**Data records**
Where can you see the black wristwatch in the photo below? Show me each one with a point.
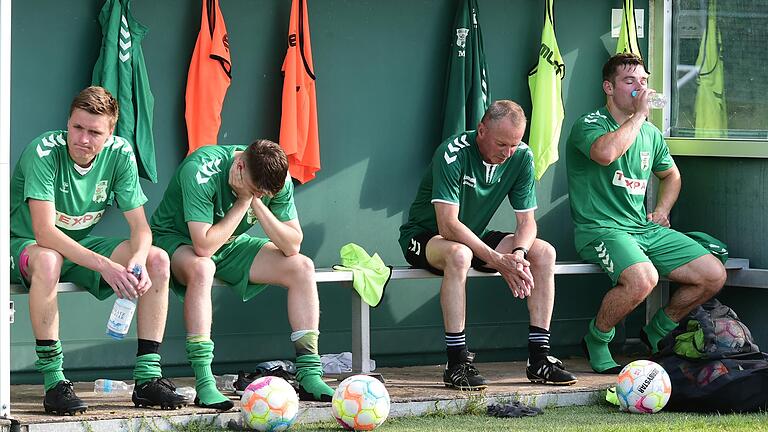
(525, 251)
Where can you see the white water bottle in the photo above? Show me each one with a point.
(122, 313)
(110, 387)
(655, 100)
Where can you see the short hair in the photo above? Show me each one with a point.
(611, 67)
(267, 165)
(96, 100)
(502, 109)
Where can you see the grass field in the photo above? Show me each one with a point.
(590, 418)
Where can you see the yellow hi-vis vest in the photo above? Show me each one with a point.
(545, 81)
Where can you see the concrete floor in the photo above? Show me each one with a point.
(413, 390)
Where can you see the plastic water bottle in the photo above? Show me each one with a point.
(655, 100)
(110, 387)
(122, 313)
(187, 392)
(225, 382)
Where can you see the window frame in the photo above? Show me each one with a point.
(660, 56)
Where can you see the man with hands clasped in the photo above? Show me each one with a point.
(469, 177)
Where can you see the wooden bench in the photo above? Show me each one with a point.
(739, 274)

**THE TASK**
Every record is to be reproduced exactly, with no pictures included.

**TASK OUTPUT**
Where can you see the black wristwatch in the photo below? Show me each one with a point.
(525, 251)
Where can you see the white water bottle in the photo above? Show me each one with a point.
(122, 313)
(110, 387)
(655, 100)
Where can you see the short hair in the photo above? Show me each one with a point.
(611, 67)
(267, 165)
(96, 100)
(502, 109)
Where can you see the grass field in the photo above? Show me each one with a point.
(590, 418)
Where can you see the yellow hi-vis vest in the photo above? Show me each one with a point.
(545, 81)
Where can you see the concrete floor in the photo above? Show me each one with a point.
(413, 390)
Where can you see the plastic water bottle in the photo above? Show me each one with a point.
(655, 100)
(110, 387)
(122, 313)
(187, 392)
(225, 382)
Where can you see the window frame in the photo above? Show me each one with a point.
(660, 56)
Where can you see the man with hands clasped in the photo above? Show me each one with a point.
(469, 177)
Where can you see the wooden bench in the photo above? Show me each one with a point.
(739, 274)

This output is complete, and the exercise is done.